Excerpt START

SERMON
St Andrew’s Anglican Church of Indooroopilly
Easter Day
Sunday 12 April 2020
Acts 10.34-43
Colossians 3.1-4
Matthew 28.1-10
Resurrection is a portal ©Suzanne Grimmett
I wonder how often lately you have felt, or heard expressed, the wish that things could “just return to normal”. This is driven by grief at separation from loved ones, by the low hum of constant anxiety and questions about life, and the sense that all our moorings have been lost. Who would not wish that we could just position Lent as a bad dream and start afresh at Easter by returning to the way things were?
I have been saying lately how the psalms have taken on new power through the Covid-19 crisis. While I admit in the past I have given the psalms scant attention, I have found again and again through this strange Lent that it is the Psalms which have best expressed my sense of loss and confusion. So I was not surprised when I came across Walter Brueggemann’s analysis that the psalms express three experiences; orientation, disorientation and reorientation. The psalms of orientation Brueggemann himself describes as “not the most interesting” because of the lack of tension. They are the hymns of praise and creation songs- for when all is in order and all we have to do is be thankful. The psalms of disorientation, however, are the ones that pack a punch right now. Brueggemann describes these complaining psalms as ones which are ‘a painful, anguished articulation of a move into disarray and dislocation’, ‘a candid, even if unwilling, embrace of a new situation of chaos’ that has required ‘a dismantling of the old, known world and a relinquishment of safe, reliable confidence in God’s good creation’.1 Small wonder that right now, when so much we have known as stable has been overturned by this pandemic, these psalms are expressing the range of emotions we are feeling.
In the past, the church has been guilty of ignoring or avoiding some of these uncomfortable psalms. It is at the cross on Friday of course that we hear the most famous of the complaining psalms, Psalm 22, that begins;
My God, my God, why have you forsaken me:
why are you so far from helping me and from the words of my groaning? My God, I cry to you by day, but you do not answer:
and by night also I take no rest.
These of course are words Jesus spoke from the cross, a cry of despair that has haunted us in those moments when we don’t see the light of the new resurrection day.
Disorientation might have been a good word to describe what Jesus’ disciples went through in the days after that last supper in the upper room. We don’t exactly know their hopes and dreams in following Jesus, but it is reasonable to believe that they would have expected some earthly salvation from the very real and present occupation of the Romans. Despite Jesus predicting his suffering, death and resurrection, the events of Good Friday had shaken their world, banishing them to isolation behind locked doors and living in fear. This is not where they expected to be. Jesus, the Holy One of God, shamed, tortured, executed and entombed is not how things were meant to turn out. All hopes for the salvation of Israel through this prophet and redeemer were dashed. Who knew what would happen next?

Excerpt END
Material provided START

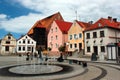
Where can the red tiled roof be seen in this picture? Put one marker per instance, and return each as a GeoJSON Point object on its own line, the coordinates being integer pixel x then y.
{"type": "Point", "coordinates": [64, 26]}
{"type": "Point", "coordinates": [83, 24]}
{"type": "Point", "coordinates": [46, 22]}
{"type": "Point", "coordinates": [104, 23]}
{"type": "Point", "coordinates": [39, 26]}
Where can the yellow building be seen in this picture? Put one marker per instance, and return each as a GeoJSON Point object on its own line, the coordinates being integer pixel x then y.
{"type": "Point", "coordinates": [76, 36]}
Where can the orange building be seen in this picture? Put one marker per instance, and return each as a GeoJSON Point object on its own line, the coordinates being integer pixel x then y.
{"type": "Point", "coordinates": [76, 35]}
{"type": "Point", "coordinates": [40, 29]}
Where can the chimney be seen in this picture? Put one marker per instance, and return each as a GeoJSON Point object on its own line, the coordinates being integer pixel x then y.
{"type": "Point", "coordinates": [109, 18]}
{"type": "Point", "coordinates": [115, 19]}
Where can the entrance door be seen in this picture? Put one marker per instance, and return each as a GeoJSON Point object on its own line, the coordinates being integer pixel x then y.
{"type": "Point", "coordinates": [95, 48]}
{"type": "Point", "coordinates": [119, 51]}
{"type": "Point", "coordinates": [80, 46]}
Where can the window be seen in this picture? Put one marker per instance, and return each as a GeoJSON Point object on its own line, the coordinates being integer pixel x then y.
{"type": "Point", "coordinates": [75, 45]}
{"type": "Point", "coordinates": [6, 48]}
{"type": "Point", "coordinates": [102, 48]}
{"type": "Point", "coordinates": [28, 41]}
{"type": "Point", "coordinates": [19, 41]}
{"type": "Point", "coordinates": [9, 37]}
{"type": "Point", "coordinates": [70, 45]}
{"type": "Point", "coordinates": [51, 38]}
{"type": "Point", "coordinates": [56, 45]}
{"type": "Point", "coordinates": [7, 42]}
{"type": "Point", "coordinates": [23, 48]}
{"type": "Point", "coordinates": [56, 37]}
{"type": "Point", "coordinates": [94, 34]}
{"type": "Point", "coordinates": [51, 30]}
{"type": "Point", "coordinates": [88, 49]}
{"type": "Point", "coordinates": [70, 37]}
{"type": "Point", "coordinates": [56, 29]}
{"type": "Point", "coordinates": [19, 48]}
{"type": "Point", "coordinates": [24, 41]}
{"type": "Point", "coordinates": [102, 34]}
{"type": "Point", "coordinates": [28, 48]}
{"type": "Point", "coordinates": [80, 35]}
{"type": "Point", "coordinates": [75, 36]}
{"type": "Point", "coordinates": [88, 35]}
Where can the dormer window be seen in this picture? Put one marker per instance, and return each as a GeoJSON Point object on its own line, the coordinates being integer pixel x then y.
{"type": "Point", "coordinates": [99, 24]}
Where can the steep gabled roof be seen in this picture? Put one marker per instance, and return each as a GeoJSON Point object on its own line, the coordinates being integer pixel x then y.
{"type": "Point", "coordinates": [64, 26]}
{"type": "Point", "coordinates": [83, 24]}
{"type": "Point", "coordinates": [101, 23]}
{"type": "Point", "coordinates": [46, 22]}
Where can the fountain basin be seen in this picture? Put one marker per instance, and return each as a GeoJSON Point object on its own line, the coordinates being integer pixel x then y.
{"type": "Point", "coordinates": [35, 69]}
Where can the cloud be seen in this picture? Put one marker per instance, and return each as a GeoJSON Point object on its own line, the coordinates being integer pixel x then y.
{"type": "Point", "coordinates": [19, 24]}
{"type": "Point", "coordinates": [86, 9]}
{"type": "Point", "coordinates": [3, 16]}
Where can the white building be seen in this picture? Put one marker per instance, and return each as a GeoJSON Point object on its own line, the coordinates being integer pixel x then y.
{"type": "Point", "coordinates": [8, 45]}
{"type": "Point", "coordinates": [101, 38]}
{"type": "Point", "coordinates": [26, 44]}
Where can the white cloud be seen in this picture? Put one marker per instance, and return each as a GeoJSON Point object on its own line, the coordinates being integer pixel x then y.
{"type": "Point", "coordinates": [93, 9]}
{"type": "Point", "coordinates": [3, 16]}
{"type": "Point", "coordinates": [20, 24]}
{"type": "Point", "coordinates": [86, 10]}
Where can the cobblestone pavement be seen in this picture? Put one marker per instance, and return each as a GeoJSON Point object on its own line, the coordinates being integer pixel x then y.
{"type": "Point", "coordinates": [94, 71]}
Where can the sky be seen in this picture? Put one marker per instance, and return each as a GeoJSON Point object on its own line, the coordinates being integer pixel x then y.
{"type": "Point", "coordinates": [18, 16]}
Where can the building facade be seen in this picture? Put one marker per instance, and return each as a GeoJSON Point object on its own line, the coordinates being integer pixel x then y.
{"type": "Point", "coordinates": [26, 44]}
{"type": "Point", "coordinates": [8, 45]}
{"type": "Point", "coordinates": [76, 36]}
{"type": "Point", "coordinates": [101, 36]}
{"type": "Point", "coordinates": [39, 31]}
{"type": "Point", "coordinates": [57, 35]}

Material provided END

**Activity**
Condense the paragraph of the Easter sermon that begins "Disorientation might have been a good word" into a short bulleted list, keeping its main facts.

**Problem solution**
- "Disorientation" may describe what Jesus' disciples went through in the days after the last supper in the upper room.
- Their exact hopes in following Jesus are unknown, but they likely expected earthly salvation from the Roman occupation.
- Although Jesus had predicted his suffering, death and resurrection, Good Friday shook their world and left them isolated behind locked doors, living in fear.
- Jesus being shamed, tortured, executed and entombed was not how things were meant to turn out.
- Their hopes for Israel's salvation through him were dashed, and no one knew what would happen next.